Records for the exercise
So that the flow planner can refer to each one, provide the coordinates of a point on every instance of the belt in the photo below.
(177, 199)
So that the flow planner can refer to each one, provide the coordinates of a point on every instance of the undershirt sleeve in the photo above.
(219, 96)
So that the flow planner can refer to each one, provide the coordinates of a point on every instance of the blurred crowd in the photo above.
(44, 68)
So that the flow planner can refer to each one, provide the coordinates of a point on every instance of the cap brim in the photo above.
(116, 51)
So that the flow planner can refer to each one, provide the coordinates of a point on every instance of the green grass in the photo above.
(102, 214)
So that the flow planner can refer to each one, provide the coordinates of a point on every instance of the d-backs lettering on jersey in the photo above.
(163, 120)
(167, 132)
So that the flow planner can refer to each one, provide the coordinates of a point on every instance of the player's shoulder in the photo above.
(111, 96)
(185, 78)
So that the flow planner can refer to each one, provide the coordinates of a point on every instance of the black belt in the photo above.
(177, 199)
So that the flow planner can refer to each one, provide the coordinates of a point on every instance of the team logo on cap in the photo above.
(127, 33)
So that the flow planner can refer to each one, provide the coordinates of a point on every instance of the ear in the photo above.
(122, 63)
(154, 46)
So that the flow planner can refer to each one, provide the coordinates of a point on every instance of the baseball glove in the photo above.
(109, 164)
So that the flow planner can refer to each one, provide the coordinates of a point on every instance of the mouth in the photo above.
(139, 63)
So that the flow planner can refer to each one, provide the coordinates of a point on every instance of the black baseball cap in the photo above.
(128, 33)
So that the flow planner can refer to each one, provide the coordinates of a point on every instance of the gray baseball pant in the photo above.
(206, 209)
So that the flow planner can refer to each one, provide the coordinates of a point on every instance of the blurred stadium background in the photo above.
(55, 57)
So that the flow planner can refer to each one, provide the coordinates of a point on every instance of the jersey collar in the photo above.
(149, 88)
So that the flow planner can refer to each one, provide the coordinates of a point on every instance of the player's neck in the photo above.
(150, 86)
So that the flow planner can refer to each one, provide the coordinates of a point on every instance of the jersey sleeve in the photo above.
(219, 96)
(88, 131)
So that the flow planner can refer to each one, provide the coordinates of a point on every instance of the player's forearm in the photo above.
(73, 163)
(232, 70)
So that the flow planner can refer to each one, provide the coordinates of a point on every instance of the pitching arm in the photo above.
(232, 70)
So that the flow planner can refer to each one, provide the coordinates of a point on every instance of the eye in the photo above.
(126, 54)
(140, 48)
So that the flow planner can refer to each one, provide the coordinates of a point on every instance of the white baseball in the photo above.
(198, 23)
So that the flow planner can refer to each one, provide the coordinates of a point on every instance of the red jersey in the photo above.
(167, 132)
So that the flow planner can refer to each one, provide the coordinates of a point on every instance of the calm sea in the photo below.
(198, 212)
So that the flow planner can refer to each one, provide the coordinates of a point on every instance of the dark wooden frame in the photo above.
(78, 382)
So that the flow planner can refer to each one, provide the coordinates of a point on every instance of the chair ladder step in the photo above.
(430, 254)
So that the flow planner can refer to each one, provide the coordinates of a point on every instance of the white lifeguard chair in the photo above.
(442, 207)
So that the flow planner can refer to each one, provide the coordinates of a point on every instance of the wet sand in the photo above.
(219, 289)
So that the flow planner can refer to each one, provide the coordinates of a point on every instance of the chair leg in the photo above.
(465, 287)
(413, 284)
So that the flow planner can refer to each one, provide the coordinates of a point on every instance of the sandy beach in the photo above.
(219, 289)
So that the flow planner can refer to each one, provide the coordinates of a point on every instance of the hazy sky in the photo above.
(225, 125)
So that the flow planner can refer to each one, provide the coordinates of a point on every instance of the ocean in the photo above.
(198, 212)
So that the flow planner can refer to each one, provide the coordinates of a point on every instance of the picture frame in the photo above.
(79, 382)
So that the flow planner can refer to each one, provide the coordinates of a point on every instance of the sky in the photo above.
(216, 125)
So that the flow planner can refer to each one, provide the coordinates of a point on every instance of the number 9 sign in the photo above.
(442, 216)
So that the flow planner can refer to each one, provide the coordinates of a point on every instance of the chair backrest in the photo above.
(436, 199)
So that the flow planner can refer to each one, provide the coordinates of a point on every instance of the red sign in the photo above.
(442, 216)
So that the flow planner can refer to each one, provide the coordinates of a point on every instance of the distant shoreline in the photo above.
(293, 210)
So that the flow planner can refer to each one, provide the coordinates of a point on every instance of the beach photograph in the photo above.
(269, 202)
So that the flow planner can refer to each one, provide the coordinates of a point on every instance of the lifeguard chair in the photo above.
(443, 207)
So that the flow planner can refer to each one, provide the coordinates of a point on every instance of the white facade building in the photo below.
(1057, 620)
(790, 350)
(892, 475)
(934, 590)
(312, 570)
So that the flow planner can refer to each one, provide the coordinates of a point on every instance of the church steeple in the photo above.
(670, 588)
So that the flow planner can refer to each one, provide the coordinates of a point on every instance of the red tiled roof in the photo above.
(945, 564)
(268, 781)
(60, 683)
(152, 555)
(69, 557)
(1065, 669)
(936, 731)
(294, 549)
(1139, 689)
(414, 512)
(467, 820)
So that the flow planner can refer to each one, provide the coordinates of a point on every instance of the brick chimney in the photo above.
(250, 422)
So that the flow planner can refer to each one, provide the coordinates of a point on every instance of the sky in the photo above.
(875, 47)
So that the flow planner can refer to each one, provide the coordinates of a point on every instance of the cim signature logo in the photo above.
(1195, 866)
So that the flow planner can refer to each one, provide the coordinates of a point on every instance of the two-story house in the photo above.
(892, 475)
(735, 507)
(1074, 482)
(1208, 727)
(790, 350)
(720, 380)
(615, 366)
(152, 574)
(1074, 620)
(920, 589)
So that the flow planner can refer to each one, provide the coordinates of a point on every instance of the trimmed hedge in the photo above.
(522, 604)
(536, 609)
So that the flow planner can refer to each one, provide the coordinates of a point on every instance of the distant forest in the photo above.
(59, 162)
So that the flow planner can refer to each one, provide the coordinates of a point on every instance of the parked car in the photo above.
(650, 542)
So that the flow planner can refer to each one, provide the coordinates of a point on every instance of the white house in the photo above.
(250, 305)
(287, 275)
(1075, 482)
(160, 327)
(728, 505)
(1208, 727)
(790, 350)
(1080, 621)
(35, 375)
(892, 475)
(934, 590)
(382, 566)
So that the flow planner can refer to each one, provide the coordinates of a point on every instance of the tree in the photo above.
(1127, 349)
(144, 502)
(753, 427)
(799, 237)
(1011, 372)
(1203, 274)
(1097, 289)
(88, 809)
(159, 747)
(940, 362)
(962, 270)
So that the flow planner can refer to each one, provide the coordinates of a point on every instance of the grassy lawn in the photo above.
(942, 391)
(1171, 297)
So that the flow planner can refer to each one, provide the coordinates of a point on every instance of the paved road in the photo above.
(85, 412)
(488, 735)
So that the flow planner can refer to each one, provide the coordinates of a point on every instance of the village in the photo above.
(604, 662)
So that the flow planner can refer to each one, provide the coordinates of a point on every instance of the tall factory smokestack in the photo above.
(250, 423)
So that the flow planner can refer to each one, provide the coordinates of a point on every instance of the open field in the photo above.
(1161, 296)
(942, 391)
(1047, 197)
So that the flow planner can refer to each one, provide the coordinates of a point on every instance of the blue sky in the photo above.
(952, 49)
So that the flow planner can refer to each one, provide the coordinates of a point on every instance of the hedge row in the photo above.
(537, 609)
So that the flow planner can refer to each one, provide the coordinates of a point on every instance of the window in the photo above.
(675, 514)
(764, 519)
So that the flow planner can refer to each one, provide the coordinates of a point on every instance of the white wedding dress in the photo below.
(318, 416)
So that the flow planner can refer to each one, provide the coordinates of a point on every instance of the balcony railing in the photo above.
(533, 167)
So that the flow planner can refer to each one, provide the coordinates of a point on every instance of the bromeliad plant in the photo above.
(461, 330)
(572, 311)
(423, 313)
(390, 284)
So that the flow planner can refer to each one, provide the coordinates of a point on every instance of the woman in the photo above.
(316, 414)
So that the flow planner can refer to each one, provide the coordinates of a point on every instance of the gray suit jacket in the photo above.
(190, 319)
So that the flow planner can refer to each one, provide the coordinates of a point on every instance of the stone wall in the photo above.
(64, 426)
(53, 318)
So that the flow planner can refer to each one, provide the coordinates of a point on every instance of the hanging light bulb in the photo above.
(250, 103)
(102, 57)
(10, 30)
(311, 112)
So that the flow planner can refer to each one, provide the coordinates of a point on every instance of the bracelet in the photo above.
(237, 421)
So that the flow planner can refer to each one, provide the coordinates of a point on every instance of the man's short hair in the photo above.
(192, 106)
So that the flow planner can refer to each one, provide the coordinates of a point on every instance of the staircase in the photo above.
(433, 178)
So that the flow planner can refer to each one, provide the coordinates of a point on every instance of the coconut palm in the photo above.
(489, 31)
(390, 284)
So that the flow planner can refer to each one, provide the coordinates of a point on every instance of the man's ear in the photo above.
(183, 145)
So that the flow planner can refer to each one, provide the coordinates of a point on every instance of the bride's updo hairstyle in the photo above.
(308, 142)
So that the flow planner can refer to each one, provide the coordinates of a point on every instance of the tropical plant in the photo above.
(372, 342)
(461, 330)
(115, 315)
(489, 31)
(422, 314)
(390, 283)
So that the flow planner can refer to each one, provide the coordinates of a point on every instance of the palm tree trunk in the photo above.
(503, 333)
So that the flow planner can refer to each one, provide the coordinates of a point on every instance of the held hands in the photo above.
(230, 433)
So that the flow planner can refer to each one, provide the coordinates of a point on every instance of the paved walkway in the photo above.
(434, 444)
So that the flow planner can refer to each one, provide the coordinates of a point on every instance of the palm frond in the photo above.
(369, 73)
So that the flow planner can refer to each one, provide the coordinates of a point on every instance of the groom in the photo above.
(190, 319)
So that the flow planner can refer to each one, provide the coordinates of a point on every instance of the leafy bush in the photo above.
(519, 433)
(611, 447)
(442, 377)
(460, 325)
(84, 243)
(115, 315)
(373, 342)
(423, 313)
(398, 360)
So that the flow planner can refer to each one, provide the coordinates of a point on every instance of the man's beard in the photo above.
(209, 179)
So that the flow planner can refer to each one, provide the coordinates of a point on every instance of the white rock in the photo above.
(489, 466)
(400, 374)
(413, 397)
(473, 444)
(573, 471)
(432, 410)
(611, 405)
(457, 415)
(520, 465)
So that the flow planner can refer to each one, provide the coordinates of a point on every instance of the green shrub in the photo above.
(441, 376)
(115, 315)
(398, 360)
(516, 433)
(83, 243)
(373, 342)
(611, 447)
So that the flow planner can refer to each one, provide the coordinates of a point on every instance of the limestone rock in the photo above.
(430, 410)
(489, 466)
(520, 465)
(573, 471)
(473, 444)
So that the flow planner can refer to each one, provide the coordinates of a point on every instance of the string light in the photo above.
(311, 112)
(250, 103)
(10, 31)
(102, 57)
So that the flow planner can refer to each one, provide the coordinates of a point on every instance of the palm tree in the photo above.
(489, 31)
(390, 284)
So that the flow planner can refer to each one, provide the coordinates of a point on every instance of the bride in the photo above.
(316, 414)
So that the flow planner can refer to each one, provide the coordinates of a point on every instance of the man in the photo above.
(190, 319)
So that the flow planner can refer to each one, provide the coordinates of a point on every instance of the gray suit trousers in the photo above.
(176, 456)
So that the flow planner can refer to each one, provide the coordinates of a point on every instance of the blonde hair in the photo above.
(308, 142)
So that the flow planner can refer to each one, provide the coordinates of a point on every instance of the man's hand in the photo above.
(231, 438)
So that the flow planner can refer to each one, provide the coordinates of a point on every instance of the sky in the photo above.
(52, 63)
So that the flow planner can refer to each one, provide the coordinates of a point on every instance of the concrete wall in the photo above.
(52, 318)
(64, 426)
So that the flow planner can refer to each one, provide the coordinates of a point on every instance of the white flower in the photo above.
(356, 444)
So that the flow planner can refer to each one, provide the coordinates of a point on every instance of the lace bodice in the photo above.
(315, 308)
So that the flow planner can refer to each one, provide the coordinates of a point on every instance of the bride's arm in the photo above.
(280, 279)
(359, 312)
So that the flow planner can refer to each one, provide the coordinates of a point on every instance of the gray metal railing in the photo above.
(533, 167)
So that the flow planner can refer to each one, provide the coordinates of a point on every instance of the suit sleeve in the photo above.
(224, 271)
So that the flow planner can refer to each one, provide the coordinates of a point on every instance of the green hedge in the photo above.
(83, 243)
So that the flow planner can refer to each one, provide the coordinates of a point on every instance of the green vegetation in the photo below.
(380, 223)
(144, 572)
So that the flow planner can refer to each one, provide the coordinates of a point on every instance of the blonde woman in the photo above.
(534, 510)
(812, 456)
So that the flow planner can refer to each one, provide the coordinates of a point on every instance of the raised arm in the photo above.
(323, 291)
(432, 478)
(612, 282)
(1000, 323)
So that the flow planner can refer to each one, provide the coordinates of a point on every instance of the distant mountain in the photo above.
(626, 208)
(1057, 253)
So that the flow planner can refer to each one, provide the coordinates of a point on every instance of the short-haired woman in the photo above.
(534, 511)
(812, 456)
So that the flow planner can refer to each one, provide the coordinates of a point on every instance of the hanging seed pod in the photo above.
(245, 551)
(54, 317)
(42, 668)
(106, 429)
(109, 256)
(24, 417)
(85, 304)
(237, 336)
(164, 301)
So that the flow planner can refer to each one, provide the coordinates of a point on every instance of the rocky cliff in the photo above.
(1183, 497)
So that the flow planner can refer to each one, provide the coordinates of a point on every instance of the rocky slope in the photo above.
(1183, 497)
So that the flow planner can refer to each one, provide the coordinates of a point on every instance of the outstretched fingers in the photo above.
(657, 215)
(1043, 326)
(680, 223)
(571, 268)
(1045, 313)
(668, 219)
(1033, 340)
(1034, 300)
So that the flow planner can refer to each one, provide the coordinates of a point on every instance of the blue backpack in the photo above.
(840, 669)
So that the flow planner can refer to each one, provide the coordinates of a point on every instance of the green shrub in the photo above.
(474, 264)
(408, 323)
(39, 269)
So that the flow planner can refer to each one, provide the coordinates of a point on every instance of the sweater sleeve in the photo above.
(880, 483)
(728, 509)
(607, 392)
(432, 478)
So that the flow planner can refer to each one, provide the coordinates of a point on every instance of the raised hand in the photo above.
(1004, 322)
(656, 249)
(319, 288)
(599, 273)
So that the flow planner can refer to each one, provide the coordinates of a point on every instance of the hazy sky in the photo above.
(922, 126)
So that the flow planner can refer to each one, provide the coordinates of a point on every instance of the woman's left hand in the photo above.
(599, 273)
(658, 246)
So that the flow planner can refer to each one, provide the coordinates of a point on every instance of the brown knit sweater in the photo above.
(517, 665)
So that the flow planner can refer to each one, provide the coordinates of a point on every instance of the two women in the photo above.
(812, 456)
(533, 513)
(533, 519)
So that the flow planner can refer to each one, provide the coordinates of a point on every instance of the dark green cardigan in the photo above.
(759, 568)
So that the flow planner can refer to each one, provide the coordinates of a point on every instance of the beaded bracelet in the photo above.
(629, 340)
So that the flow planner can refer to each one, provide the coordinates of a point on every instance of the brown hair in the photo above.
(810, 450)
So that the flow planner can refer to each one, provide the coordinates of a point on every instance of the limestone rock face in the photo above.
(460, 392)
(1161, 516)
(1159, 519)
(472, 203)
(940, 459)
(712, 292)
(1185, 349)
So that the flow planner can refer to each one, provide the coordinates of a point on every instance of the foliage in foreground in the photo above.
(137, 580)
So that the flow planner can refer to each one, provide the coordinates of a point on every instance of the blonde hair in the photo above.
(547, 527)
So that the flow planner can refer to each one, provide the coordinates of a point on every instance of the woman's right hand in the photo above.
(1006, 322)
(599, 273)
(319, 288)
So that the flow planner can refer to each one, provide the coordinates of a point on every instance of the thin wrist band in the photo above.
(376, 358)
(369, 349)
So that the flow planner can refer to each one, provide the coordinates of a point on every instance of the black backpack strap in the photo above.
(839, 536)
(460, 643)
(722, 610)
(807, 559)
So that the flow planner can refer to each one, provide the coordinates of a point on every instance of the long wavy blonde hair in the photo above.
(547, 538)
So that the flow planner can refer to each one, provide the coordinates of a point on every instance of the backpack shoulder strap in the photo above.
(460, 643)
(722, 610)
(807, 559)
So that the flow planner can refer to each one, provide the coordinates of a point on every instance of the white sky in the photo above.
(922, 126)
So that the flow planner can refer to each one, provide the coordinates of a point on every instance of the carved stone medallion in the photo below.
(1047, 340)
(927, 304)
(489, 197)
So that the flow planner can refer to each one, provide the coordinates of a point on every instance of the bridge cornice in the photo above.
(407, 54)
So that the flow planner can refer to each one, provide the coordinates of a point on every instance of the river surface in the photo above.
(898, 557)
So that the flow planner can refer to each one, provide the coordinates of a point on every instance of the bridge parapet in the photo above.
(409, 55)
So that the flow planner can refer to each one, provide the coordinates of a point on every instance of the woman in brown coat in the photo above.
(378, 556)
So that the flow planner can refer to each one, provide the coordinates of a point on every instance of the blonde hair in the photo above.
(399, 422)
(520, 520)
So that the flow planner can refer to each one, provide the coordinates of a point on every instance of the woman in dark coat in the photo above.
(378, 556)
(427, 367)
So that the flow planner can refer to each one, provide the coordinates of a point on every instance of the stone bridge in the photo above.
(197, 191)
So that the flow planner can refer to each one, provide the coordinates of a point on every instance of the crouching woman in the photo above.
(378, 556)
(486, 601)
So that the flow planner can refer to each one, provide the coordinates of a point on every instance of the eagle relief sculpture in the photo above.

Written task
Locate the line that contains "dark coat in the photo above.". Repeat it and every line after it, up to and including the final line, exactly.

Task answer
So that the flow planner can refer to each one, provide the coordinates of a point on every instance of the woman in dark coat in the photo above.
(378, 556)
(427, 367)
So that the flow planner can refer to each one, provide the coordinates of a point on every instance of the stone bridge in the photo above.
(197, 191)
So that the flow planner can refer to each one, provide the coordinates of a point on every instance of the crouching woman in the photo above.
(378, 556)
(486, 601)
So that the flow planner can refer to each one, provide the coordinates of a point on every instance of the eagle relief sculpture in the photo above.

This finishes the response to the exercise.